## Set exercise
Type every record exactly as it appears.

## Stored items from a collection
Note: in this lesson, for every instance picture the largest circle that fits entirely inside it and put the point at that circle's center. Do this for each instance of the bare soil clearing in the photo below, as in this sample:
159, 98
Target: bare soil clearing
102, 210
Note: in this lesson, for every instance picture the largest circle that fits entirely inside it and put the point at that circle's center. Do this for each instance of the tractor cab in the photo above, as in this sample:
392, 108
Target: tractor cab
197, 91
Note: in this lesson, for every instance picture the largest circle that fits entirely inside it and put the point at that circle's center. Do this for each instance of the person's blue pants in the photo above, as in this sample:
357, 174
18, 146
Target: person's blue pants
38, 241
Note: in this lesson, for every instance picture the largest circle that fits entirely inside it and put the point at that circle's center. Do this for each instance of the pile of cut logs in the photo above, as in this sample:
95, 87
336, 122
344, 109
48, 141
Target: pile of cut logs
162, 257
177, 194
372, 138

## Answer to the exercise
Note: in this lesson, for every instance picture the largest circle that fits entirely inside it and put the point at that circle's center. Do this for each instance of the bare soil clearing in the photo below, as in this sample:
159, 98
Target: bare soil clearing
102, 210
Note: in this lesson, for every instance picture the largest circle that fits entirely inside it and put the point at that circle's center. Do this for each instance of the tractor cab in the photo above, as in this sample:
392, 108
Target: tractor cab
197, 91
Note: in this lesson, for every instance picture the largest circle that fits entirely inside it and put the point at that circle's center. Do this for each instance of the person's blue pants in the photo above, as in this sample:
357, 174
18, 146
Target: person's blue pants
38, 241
Note: in this lesson, for every instance picture the largest circle that fits entirely inside it and put the point at that circle's center. Do this for each instance of the pile of cut logs in the photo above, as in this sample:
95, 87
336, 122
344, 109
48, 141
Target: pile of cut logs
162, 257
177, 194
372, 138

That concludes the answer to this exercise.